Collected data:
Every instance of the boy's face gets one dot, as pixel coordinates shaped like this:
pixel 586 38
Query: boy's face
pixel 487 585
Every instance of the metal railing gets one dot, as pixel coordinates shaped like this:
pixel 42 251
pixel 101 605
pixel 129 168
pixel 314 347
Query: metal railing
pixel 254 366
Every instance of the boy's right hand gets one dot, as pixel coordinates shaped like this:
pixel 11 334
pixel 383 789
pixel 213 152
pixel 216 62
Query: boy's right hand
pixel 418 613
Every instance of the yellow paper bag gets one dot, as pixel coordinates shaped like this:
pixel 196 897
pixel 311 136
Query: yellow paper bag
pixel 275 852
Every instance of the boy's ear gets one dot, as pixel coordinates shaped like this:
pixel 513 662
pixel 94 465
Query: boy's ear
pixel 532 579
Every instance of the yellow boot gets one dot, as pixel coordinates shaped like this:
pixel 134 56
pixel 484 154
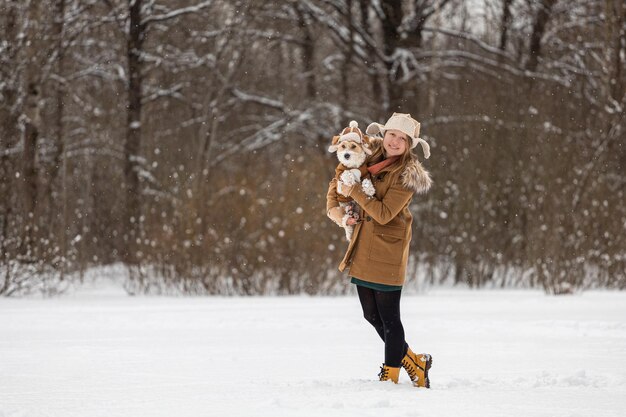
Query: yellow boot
pixel 388 373
pixel 417 366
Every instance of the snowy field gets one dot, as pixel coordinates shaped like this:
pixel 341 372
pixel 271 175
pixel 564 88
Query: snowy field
pixel 496 353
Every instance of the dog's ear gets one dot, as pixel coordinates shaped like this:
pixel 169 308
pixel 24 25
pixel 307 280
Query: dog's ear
pixel 334 147
pixel 366 145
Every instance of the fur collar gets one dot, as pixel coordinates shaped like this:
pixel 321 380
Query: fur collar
pixel 416 178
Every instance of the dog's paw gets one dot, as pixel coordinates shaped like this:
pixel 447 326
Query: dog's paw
pixel 357 174
pixel 347 177
pixel 368 187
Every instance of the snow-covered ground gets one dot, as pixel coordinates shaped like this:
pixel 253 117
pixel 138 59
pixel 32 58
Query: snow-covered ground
pixel 496 353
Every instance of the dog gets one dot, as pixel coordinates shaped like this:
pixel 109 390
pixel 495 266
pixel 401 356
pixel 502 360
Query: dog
pixel 352 149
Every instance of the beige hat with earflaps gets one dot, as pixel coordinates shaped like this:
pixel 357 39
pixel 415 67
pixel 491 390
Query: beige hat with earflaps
pixel 405 124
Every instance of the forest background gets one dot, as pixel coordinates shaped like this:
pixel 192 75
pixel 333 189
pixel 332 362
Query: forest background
pixel 187 140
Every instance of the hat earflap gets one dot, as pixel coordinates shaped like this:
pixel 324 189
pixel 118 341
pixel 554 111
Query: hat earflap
pixel 425 147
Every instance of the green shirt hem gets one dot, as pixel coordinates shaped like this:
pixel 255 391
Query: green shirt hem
pixel 375 286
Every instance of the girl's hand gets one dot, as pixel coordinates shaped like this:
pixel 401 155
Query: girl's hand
pixel 351 221
pixel 344 189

# Problem details
From the first line of the records above to the line that contains "pixel 94 465", quote each line exactly.

# Answer area
Every instance of the boy's face gets one dot, as pixel coordinates shaped like this:
pixel 586 38
Query: boy's face
pixel 487 585
Every instance of the metal railing gets one dot, as pixel coordinates shaped like this:
pixel 42 251
pixel 101 605
pixel 129 168
pixel 314 347
Query: metal railing
pixel 254 366
Every instance of the boy's right hand gets one dot, as pixel coordinates shaped like this:
pixel 11 334
pixel 383 789
pixel 213 152
pixel 216 62
Query: boy's right hand
pixel 418 613
Every instance of the yellow paper bag gets one dot, as pixel coordinates shaped like this:
pixel 196 897
pixel 311 136
Query: yellow paper bag
pixel 275 852
Every instance of the boy's ear gets one dot, as pixel coordinates shaped like this:
pixel 513 662
pixel 94 465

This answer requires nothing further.